— Provided text —
↓↓↓

It was seeing the original ghostly thriller The Woman In Black – directed by his long-time collaborator Robin Herford – which inspired Alan Ayckbourn to write arguably his most uncharacteristic play.

Set in modern times, ghost story Haunting Julia takes place 12 years after the death of a talented musical prodigy.

It follows her grieving father, played by Duncan Preston, who one night meets Julia’s former boyfriend and a psychic in his daughter’s old bedroom to find out the truth about her death.

Director Andrew Hall fell in love with the play as soon as he read the script five years ago.

“There are various moments in the evening when you can see the whole audience levitate in front of you,” he says.

“What has been extraordinary doing this play is realising from quite an early stage that it was genuinely scary, but also how moving it was as a piece of theatre.

“As Ayckbourn sat down to write a ghost story he became more interested in the whole area of how a family copes after the loss of a child – which is a key theme running through the play.

↑↑↑

— Extracted records —
↓↓↓

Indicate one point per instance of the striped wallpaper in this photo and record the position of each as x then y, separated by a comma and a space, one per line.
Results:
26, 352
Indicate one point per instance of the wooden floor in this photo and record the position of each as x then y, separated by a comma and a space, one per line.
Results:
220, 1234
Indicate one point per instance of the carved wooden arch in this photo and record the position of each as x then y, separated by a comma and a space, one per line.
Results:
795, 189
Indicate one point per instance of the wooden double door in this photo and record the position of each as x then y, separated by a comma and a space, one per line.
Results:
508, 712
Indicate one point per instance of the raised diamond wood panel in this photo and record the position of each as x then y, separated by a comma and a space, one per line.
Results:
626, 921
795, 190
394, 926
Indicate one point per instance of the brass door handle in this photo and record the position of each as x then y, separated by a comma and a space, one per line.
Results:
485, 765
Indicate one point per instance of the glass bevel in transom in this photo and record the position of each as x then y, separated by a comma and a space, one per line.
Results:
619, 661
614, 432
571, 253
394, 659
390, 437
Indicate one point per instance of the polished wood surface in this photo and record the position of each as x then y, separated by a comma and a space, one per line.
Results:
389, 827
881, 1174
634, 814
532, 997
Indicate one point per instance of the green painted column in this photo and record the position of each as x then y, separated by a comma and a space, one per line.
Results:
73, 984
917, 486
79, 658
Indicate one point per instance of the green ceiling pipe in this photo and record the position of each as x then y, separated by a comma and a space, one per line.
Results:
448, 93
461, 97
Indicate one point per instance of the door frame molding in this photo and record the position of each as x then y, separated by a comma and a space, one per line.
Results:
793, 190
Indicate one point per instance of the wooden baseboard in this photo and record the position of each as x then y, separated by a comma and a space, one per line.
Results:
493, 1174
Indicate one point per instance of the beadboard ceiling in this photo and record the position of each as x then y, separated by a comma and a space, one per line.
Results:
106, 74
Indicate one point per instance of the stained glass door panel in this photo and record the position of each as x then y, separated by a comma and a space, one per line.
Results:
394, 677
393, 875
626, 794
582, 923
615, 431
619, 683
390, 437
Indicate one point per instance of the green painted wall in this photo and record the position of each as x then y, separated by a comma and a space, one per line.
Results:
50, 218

↑↑↑

— Tasks to complete —
**A)** List every personal name that appears in the Haunting Julia article, counting each name only once.
**B)** Please say whether each statement agrees with the Haunting Julia article, answering yes or no and quoting the words that decide it. (i) The play takes place 12 years after a young musician's death. (ii) The grieving father is played by Andrew Hall. (iii) Andrew Hall first read the script five years ago.
**C)** Edit the stretch of the Haunting Julia article from "It was seeing" through "five years ago.", putting "medium" in place of "psychic".

— The results —
**A)** Robin Herford, Alan Ayckbourn, Duncan Preston, Julia, Andrew Hall

**B)**
(i) Yes: "takes place 12 years after the death of a talented musical prodigy"
(ii) No: "her grieving father, played by Duncan Preston"
(iii) Yes: "as soon as he read the script five years ago"

**C)**
It was seeing the original ghostly thriller The Woman In Black – directed by his long-time collaborator Robin Herford – which inspired Alan Ayckbourn to write arguably his most uncharacteristic play.

Set in modern times, ghost story Haunting Julia takes place 12 years after the death of a talented musical prodigy.

It follows her grieving father, played by Duncan Preston, who one night meets Julia’s former boyfriend and a medium in his daughter’s old bedroom to find out the truth about her death.

Director Andrew Hall fell in love with the play as soon as he read the script five years ago.